BEGIN Document passage

Iran Should Be Our Headlines, Detroit Bomber Secondary
What's been the main news headline this weekend?
A terrorist attack aboard a flight approaching Detroit on Christmas Day by a man who tried to start a massive fire on a plane that may have killed a few hundred passengers, flight attendants and pilots.
I can not argue against that being a big news article. And, more importantly, we all need to consider how the security efforts in Nigeria and Amsterdam failed so miserably in stopping that maniac from getting on the flight with explosives.
But, should that story be the leading story? I don't think so.
Once again, in Tehran, Iran, just as six months ago during and after a presidential election, something special and horrible is happening. See this BBC report about it -- http://news.bbc.co.uk/2/hi/middle_east/8432100.stm
There are protests by government opponents and massive conflicts with government forces. Iranian protesters are reported as killed by security forces, including the nephew of the opposition leader, Mir Hossein Mousavi, who likely had the presidential election stolen from him back in June.

END Document passage
BEGIN Dataset entries

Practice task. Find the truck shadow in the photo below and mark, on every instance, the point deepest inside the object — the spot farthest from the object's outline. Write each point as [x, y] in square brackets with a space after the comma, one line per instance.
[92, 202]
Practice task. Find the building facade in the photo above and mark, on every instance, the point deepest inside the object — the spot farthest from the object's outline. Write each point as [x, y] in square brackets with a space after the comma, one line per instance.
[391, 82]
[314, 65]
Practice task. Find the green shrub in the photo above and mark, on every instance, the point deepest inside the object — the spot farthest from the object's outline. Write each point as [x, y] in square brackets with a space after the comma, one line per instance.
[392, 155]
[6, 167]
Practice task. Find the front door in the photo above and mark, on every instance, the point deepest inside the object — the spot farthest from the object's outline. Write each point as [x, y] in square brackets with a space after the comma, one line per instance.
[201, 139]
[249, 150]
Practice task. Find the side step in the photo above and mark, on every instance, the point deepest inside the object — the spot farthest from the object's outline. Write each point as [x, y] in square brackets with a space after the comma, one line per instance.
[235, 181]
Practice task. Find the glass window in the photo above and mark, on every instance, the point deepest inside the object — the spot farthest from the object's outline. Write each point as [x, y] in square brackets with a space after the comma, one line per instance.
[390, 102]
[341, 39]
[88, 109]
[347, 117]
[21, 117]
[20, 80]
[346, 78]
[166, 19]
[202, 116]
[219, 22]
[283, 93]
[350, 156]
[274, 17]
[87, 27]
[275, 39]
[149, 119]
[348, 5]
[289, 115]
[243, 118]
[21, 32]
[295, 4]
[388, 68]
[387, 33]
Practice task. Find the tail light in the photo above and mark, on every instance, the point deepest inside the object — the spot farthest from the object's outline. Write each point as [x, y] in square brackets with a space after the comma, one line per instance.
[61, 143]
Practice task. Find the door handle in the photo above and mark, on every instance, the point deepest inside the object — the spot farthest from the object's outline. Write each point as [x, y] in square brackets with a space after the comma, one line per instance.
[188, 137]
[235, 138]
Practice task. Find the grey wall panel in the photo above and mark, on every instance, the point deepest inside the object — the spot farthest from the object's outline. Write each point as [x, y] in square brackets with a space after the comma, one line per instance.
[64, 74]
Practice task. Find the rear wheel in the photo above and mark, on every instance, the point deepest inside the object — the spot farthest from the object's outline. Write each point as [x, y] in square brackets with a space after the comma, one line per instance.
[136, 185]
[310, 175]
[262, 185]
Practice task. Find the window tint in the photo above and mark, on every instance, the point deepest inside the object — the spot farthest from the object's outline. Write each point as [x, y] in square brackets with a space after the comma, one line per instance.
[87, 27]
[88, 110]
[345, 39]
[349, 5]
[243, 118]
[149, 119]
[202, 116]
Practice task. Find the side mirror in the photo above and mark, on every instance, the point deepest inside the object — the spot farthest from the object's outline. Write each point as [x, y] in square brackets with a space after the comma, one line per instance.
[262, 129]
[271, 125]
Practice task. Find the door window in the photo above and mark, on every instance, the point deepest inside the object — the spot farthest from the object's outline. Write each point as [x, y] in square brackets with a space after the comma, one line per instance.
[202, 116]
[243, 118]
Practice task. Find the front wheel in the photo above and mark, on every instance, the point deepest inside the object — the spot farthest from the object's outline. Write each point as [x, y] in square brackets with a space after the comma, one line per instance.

END Dataset entries

What this exercise asks =>
A: In the commentary on Iran and the Detroit bomber, whose nephew is reported killed by Iranian security forces?
B: Repeat the commentary on Iran and the Detroit bomber starting at "A terrorist attack" and ending at "attendants and pilots.", swapping "Christmas Day" for "New Year's Eve".
C: Extend the commentary on Iran and the Detroit bomber from its last sentence onward.

Outputs by task =>
A: The nephew of the opposition leader, Mir Hossein Mousavi.

B:
A terrorist attack aboard a flight approaching Detroit on New Year's Eve by a man who tried to start a massive fire on a plane that may have killed a few hundred passengers, flight attendants and pilots.

C:
I blogged some about Iran back in June, and especially made references to Roger Cohen's NYTimes pieces about it.
http://timothymalia.posterous.com/iran-hopes-fears-great-journalism-article linked to a Cohen piece and outlined the situation in Iran at the time of the elections.
http://timothymalia.posterous.com/a-journalists-actual-responsibility-personal again linked to a Cohen piece about Iran just after his return to NY and his experience there, including the urge to bear witness to what he had seen and learned there.
http://timothymalia.posterous.com/great-use-of-statsprobability-evidence-that-i linked to a report about a mathematical assessment of the Iranian election returns and how they basically prove that the numbers were manipulated. It was good demonstration on how probability and statistical analysis can help us better understand the world.
Beside my feeling that Cohen's reporting and fantastic writing back in June may be worthy of a Pulitzer, the more important issue is that something is brewing in Iran and we may be at an important moment in history. We hear often about the struggle to stop Iran from getting a nuclear weapon. And that is reasonable.
But history long-term is shaped by ideas more than events in the short term. And right now, in Iran, new ideas may be taking hold, from within, and those are triggering new events.
Those events, and the related ideas, should be the main headlines for us this week. Period.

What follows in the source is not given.